Passage donné:
======
Pour rester plus strictement dans la ligne de ma recherche, je fixerai mon attention sur l'étude de la première «désignation christologique» évoquée: «Fils de Dieu».

Pour la même raison, je ne suivrai dans les détails que les dernières étapes de la réflexion faite sur la «désignation» en cause.

Cette «désignation» se retrouve dans l'oracle d'intronisation adressé au roi d'Israël:
"Tu es mon fils, moi aujourd'hui, je t'ai engendré. Demande, et je te donne les nations pour héritage" (Ps2, 2-3)

Après être passé, dans l'Ancien Testament, d'une théologie de la génération à une théologie d'élection, et ensuite d'une théologie d'élection à une théologie d'espérance, cet oracle est repris dans le Nouveau Testament dans le cadre de la foi en la résurrection de Jésus. Quel en est le sens une fois appliqué au Crucifié ressuscité et réalisé par lui?

Elle exprime la conviction, répond Ratzinger, que c'est à celui qui est mort sur la croix, à celui qui a renoncé à toute puissance du monde (entendons ici à l'arrière-plan les mots du Psaume où il est question des rois de ce monde qui tremblent, où l'on parle de briser avec un sceptre de fer), à celui qui a fait mettre de côté tous les glaives et qui n'a pas, comme font les rois de ce monde, envoyé les autres à la mort à sa place, mais qui est allé lui-même à la mort pour les autres, à celui qui a placé le sens de l'existence humaine, non dans la puissance s'affirmant elle-même mais dans une existence radicalement pour les autres, comme le prouve la croix, c'est à celui-là seul que Dieu a dit: «Tu es mon Fils, aujourd'hui je t'ai engendré».
======
Poursuivez le passage sur la désignation « Fils de Dieu » en reprenant juste après sa dernière phrase. Les entrées ne sont d'aucune utilité ici.

Jeu de données:
======
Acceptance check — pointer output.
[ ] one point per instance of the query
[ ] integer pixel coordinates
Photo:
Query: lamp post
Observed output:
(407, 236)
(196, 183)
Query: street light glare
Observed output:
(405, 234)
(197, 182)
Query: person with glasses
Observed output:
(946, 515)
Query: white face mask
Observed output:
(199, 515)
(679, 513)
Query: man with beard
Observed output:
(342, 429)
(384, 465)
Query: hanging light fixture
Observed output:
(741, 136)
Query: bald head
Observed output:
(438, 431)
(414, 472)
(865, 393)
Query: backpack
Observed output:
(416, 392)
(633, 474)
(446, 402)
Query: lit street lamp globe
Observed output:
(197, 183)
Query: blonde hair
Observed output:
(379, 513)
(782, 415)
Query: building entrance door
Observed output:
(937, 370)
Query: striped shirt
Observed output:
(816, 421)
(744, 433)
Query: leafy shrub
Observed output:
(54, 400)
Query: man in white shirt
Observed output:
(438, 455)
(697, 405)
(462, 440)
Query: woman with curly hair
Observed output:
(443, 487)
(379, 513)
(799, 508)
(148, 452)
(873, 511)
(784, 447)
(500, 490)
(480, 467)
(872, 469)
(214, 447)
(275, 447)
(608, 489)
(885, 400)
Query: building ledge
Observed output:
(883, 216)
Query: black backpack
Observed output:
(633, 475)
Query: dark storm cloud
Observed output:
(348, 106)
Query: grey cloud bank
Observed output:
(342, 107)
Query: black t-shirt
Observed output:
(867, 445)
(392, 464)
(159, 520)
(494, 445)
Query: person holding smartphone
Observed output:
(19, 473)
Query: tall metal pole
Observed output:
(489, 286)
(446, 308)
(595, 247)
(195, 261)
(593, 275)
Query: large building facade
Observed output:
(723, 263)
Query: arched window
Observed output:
======
Réponse proposée:
C'est à ce point précis qu'apparaît, selon notre auteur, le sens de l'histoire de l'élection, le vrai sens de la royauté qui a toujours connoté l'idée de «représentation», laquelle, en ce nouveau contexte, prend une signification toute nouvelle:

C'est à lui (le Christ) qui a complètement échoué, qui, suspendu au gibet, n'a plus de sol sous les pieds, dont on tire au sort les vêtements et qui semble abandonné par Dieu lui-même, c'est précisément à lui que s'applique l'oracle: «Tu es mon Fils aujourd'hui - en cet endroit (in dieser Stelle) - je t'ai engendré. Demande et je te donne les nations pour héritage et pour domaine les extrémités de la terre».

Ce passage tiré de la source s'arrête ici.